Copy out the items below word for word, everything from the line with "of the patterned" down to the line with "<point>104,147</point>", both of those lines included.

SOURCE MATERIAL:
---------------

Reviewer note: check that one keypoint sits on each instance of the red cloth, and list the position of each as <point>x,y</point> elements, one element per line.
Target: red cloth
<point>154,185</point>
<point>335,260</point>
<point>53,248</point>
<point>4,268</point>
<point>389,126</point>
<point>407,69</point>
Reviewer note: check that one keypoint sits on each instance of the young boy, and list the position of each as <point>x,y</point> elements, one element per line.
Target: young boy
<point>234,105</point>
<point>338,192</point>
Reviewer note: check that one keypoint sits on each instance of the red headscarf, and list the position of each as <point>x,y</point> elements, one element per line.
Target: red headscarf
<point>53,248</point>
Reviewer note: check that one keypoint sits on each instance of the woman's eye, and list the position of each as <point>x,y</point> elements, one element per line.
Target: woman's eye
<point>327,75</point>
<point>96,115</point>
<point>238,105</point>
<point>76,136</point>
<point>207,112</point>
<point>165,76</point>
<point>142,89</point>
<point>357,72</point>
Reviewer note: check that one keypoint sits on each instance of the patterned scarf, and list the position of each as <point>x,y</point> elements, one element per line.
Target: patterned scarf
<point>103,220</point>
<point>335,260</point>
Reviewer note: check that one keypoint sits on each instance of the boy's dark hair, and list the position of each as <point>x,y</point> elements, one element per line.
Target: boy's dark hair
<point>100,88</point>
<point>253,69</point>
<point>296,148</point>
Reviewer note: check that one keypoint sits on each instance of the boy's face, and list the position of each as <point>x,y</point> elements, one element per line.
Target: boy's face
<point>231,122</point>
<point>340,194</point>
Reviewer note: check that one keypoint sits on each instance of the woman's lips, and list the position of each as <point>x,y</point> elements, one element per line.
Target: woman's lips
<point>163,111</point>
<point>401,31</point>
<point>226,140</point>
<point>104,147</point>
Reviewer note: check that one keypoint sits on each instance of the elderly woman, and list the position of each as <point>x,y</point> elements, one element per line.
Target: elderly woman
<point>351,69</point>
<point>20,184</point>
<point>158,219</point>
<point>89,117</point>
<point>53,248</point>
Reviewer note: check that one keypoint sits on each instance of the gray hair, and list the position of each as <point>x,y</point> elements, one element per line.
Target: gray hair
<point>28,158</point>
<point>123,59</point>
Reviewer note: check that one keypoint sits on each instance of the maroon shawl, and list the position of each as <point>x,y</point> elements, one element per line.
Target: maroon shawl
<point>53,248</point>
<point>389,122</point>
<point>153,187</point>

---------------

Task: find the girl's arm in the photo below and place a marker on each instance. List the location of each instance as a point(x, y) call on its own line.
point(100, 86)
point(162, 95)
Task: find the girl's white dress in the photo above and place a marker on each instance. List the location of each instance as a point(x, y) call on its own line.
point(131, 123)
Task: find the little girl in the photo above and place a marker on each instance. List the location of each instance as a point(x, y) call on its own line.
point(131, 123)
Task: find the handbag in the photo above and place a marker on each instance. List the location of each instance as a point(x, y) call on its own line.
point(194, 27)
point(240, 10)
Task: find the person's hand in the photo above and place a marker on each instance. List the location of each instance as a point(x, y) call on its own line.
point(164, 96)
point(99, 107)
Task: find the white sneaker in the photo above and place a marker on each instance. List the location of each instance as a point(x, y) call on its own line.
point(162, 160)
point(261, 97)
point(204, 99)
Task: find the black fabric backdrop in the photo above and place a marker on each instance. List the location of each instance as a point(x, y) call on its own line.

---------------

TASK RESULT:
Reviewer note: check that one keypoint sits on each instance of the patterned scarf, and list the position of each as <point>x,y</point> elements, one element per line.
Target: patterned scarf
<point>103,220</point>
<point>335,260</point>
Reviewer note: check that one keypoint sits on each instance of the boy's dark hair, and list the position of each as <point>x,y</point> elements, one element per line.
Target: boy's dark hair
<point>100,88</point>
<point>253,69</point>
<point>296,148</point>
Reviewer note: check that one keypoint sits on each instance of the boy's face, and list the position of each as <point>x,y</point> elements, one element per line.
Target: boy's face
<point>231,122</point>
<point>340,194</point>
Reviewer note: check that one keypoint sits on each instance of the woman's lips, and list the position of each as <point>x,y</point> elements, one element per line.
Target: woman's lips
<point>163,111</point>
<point>401,31</point>
<point>226,140</point>
<point>104,147</point>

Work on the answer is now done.